:: Provided entries
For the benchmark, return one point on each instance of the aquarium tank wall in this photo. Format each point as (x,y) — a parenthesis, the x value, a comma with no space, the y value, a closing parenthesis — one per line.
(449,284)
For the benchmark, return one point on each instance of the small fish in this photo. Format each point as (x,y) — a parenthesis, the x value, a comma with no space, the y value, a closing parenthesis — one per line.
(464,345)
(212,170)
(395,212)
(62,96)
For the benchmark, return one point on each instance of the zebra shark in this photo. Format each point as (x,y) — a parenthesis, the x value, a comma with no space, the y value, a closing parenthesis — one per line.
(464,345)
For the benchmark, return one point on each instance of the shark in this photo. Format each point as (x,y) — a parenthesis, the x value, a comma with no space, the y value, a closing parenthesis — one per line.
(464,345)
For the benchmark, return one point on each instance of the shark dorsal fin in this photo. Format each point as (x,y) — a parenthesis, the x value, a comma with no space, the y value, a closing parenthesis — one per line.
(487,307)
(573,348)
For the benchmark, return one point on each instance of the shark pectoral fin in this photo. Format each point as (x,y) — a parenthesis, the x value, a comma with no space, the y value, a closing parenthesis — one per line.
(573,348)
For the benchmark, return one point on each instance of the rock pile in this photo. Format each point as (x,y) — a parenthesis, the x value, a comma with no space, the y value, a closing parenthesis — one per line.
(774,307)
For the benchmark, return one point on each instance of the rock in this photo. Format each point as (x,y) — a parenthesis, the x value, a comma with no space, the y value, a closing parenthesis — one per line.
::::
> Exercise instructions
Lay out every line of the listing above as a Markdown table with two columns, Row and Line, giving each line its row number and leaving out blank lines.

> Exercise response
| Row | Line |
|---|---|
| 1 | For the benchmark, return one point on each instance of the aquarium tank wall in this photo. Format each point as (x,y) — a parenthesis, the x value, a comma with no space, the y value, a closing parenthesis — one per line. |
| 2 | (449,284) |
| 3 | For the benchmark, return one point on each instance of the small fish in this photo. Format each point as (x,y) — a parenthesis, the x value, a comma with no space, the y value, a closing parenthesis — one per line. |
| 4 | (464,345) |
| 5 | (212,170) |
| 6 | (395,212) |
| 7 | (62,96) |
| 8 | For the benchmark, return one point on each instance of the zebra shark in this photo. Format each point as (x,y) — a parenthesis, the x value, a comma with no space, the y value, a closing parenthesis — one per line. |
| 9 | (464,345) |
| 10 | For the benchmark, return one point on each instance of the shark in this photo. Format each point as (x,y) — a parenthesis, the x value, a comma with no space, the y value, a closing parenthesis — one per line. |
| 11 | (464,345) |
| 12 | For the benchmark, return one point on each instance of the shark dorsal fin in this photo. Format each point as (x,y) — a parenthesis, the x value, a comma with no space, the y value, a closing parenthesis — one per line. |
| 13 | (487,307) |
| 14 | (573,348) |
| 15 | For the benchmark, return one point on each instance of the shark pectoral fin in this photo. Format each point as (x,y) — a parenthesis, the x value, a comma with no space, the y value, a closing parenthesis — one per line. |
| 16 | (573,348) |
| 17 | For the benchmark, return one point on each instance of the rock pile in this photo. Format each point as (x,y) — a parenthesis, the x value, a comma with no space, the y value, a closing parenthesis — one per line. |
| 18 | (774,307) |
| 19 | For the benchmark, return one point on each instance of the rock in this photo. Format each point as (x,y) — a parenthesis, the x value, a comma with no space, the y value, a closing parenthesis — one per line. |